Data extracted from a collection:
-- Start --

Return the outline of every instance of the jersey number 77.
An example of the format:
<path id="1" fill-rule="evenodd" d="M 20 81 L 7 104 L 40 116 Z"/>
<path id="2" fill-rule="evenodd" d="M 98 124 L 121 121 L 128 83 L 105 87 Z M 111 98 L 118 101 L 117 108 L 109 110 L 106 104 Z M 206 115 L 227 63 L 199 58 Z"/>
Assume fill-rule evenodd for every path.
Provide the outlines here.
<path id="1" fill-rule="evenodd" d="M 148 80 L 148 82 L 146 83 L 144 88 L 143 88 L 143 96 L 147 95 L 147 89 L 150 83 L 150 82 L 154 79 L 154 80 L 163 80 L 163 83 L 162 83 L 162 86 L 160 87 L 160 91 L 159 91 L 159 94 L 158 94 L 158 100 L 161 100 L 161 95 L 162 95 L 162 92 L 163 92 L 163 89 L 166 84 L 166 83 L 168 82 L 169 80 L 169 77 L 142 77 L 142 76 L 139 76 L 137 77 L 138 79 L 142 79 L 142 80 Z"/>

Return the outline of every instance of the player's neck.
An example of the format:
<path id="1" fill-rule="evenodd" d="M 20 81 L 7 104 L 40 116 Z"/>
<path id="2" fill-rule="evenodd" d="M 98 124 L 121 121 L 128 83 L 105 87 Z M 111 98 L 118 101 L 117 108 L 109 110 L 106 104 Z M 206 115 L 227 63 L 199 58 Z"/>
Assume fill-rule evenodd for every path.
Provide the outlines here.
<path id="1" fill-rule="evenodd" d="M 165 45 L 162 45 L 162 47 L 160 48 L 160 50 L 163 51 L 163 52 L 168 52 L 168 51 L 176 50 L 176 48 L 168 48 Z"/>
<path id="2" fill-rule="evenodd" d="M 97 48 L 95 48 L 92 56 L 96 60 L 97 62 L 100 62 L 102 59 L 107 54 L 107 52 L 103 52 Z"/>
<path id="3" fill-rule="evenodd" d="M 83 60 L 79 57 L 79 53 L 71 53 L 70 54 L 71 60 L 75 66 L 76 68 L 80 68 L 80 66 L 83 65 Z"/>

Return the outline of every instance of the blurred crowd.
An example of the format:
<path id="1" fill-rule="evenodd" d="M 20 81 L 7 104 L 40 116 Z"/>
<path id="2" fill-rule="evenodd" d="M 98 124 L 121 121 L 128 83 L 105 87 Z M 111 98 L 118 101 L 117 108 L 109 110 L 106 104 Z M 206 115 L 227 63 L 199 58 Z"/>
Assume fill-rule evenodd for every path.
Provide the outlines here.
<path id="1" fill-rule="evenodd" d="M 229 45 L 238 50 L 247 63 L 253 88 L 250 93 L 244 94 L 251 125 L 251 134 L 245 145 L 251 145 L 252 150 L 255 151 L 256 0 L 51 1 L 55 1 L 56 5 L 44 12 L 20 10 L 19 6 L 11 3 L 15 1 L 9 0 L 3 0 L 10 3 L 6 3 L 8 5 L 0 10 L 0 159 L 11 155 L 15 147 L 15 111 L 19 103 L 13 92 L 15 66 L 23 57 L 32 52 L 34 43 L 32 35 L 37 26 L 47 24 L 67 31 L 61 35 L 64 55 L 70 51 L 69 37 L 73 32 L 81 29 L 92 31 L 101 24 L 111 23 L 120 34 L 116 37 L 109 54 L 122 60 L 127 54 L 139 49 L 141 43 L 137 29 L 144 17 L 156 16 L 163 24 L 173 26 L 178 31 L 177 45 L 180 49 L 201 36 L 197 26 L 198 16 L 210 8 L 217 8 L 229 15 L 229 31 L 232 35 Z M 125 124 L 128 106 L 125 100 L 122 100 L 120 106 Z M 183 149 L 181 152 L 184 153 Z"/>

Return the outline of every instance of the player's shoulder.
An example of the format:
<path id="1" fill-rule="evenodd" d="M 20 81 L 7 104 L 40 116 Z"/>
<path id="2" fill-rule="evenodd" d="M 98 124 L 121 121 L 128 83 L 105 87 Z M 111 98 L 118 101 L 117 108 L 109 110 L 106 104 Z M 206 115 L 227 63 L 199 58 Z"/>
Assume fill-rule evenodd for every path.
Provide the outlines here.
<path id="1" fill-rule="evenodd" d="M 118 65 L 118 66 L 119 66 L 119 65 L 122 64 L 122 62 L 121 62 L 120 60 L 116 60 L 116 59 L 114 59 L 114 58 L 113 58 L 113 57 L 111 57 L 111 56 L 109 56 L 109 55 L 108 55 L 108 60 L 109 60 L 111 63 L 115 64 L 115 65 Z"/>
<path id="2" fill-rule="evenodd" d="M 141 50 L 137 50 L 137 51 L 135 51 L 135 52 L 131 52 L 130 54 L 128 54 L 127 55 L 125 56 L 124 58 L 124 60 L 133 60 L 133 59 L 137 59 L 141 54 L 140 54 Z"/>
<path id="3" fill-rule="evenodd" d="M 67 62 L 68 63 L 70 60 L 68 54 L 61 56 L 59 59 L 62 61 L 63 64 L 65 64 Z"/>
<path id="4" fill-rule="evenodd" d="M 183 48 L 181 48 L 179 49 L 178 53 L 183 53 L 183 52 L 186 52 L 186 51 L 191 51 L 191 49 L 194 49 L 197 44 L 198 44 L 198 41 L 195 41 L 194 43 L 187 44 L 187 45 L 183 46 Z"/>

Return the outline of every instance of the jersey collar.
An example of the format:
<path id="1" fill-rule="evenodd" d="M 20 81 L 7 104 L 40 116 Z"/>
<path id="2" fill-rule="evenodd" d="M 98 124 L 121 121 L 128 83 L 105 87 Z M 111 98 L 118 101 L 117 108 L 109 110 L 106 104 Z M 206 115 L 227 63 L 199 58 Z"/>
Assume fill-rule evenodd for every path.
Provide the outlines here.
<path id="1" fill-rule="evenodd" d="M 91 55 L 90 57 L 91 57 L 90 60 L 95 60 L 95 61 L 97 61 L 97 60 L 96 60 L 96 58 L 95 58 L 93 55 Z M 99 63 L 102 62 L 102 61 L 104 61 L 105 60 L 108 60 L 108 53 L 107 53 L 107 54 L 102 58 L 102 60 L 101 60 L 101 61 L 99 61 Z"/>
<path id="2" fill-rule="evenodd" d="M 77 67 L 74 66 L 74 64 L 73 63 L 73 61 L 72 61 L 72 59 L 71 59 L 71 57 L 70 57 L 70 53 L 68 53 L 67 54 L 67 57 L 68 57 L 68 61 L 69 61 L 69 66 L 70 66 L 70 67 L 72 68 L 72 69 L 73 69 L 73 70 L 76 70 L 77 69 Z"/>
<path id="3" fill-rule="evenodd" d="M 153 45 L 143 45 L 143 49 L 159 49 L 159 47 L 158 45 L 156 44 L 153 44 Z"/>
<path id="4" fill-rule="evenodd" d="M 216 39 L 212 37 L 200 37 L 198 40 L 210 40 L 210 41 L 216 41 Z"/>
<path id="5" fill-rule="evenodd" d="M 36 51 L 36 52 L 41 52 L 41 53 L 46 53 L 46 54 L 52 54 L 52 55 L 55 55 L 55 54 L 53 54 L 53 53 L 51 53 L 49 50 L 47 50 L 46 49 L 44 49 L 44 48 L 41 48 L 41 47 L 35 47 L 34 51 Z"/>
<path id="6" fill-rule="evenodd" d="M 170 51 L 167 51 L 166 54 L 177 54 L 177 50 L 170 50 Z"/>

-- End --

→ **GIVEN REQUEST**
How many lines in the entries above contain the string "player"? Reply with the number alone.

→ **EXERCISE OUTPUT**
2